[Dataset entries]
-*-*-

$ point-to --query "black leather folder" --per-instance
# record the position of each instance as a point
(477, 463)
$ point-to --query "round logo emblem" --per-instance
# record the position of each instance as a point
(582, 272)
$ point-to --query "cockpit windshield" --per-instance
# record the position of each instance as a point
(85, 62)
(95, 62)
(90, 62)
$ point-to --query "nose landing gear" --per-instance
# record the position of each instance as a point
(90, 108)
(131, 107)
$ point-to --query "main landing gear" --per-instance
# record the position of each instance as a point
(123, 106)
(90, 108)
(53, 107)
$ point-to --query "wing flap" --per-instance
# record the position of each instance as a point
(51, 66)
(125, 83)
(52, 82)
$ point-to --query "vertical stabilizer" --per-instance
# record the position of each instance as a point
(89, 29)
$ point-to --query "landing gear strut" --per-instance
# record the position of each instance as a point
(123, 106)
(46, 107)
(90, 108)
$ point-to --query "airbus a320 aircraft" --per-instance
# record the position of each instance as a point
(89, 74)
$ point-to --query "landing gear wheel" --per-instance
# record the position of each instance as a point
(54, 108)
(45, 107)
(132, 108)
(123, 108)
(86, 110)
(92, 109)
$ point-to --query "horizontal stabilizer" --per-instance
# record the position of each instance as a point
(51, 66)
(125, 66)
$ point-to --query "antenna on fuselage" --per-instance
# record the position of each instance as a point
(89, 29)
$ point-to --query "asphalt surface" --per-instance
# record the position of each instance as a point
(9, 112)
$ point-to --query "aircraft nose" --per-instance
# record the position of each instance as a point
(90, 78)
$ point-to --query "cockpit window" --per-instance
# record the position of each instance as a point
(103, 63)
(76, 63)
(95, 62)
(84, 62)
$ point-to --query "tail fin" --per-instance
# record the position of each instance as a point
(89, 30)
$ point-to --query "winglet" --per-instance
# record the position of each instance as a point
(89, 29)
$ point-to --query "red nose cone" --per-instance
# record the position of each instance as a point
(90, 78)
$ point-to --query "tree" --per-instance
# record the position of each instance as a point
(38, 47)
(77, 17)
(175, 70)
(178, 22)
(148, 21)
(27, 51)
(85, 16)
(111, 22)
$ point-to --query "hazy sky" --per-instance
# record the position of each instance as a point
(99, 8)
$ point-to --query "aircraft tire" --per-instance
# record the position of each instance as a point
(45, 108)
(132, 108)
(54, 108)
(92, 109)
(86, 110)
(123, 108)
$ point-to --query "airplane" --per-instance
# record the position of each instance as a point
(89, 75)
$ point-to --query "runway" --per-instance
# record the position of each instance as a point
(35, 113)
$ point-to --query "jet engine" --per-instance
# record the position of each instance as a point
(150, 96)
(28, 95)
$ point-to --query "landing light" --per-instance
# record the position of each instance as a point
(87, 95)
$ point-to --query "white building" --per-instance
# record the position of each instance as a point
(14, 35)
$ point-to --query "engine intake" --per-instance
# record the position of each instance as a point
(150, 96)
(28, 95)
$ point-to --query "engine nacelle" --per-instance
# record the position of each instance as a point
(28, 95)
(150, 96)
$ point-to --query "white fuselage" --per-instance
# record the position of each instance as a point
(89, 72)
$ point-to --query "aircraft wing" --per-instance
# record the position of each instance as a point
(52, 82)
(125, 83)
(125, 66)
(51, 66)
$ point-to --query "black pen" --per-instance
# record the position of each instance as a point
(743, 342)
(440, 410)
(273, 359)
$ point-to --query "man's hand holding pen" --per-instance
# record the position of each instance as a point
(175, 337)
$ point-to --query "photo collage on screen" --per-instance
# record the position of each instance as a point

-*-*-

_Activity:_ Would you copy out all the entries above without changing a single character?

_Solution to the exercise:_
$ point-to --query "black leather folder" --per-instance
# record the position of each instance as a point
(477, 463)
$ point-to --query "round logo emblem" --per-instance
# record the position of each instance as a point
(582, 272)
$ point-to --query "cockpit windshield" --per-instance
# record the position of each instance as a point
(85, 62)
(95, 62)
(90, 62)
$ point-to --query "nose landing gear" --per-instance
# record the position of each instance as a point
(90, 108)
(131, 107)
$ point-to --query "main landing gear" --per-instance
# record the position of each instance as a point
(123, 106)
(90, 108)
(53, 107)
$ point-to --query "wing flap" --per-instance
# record the position of each instance as a point
(51, 66)
(125, 83)
(52, 82)
$ point-to --query "vertical stabilizer" --per-instance
# record the position of each instance as a point
(89, 29)
$ point-to --query "landing gear strut" --per-instance
# record the position of each instance as a point
(123, 106)
(46, 107)
(90, 108)
$ point-to --query "airbus a320 aircraft" --per-instance
# record the position of each instance as a point
(89, 74)
$ point-to --query "landing gear wheel" --per-instance
# record the position of each instance as a point
(54, 108)
(45, 107)
(132, 108)
(123, 108)
(86, 110)
(92, 109)
$ point-to --query "horizontal stabilizer" --per-instance
# record the position of each instance as a point
(51, 66)
(125, 66)
$ point-to --query "antenna on fuselage" --per-instance
# record the position of each instance as a point
(89, 29)
$ point-to --query "asphalt surface" --per-instance
# record the position of each instance as a point
(9, 112)
$ point-to --query "aircraft nose" --per-instance
# record the position of each instance as a point
(90, 78)
$ point-to --query "cockpit window" --per-instance
# record the position of each instance as a point
(103, 63)
(76, 63)
(95, 62)
(84, 62)
$ point-to --query "tail fin" --per-instance
# record the position of each instance as a point
(89, 30)
$ point-to --query "winglet" --per-instance
# record the position of each instance as a point
(89, 29)
$ point-to --query "red nose cone" --per-instance
# record the position of each instance as a point
(90, 78)
$ point-to --query "tree" --per-instance
# record the position of each instance as a point
(38, 47)
(77, 17)
(175, 70)
(178, 22)
(148, 21)
(27, 51)
(85, 16)
(111, 22)
$ point-to --query "hazy sky" --per-instance
# record the position of each instance as a point
(99, 8)
$ point-to --query "aircraft tire" --per-instance
# record the position of each instance as a point
(45, 108)
(132, 108)
(54, 108)
(92, 109)
(86, 110)
(123, 108)
$ point-to --query "airplane" --per-instance
# record the position of each instance as a point
(89, 75)
$ point-to --query "runway" --per-instance
# record the position of each instance as a point
(35, 113)
$ point-to --query "jet engine" --per-instance
# record the position of each instance as a point
(150, 96)
(28, 95)
$ point-to --query "landing light" --per-instance
# record the position of each instance as a point
(87, 95)
$ point-to --query "white building" --per-instance
# record the position of each instance as a point
(14, 35)
$ point-to --query "engine intake" --per-instance
# record the position of each instance as a point
(150, 96)
(28, 95)
$ point-to --query "engine nacelle" --per-instance
# record the position of each instance as a point
(28, 95)
(150, 96)
$ point-to --query "white fuselage" --per-instance
# record the position of each instance as a point
(89, 72)
$ point-to --query "aircraft wing" --per-instance
# record the position of each instance as a point
(52, 82)
(125, 83)
(125, 66)
(51, 66)
$ point-to --query "black pen" --per-instance
# record the position of each instance as a point
(743, 342)
(440, 410)
(273, 359)
$ point-to --query "man's hand holding pen" --per-instance
# record the position of each instance as a point
(175, 337)
$ point-to --query "photo collage on screen" --per-instance
# record the position of each instance as a point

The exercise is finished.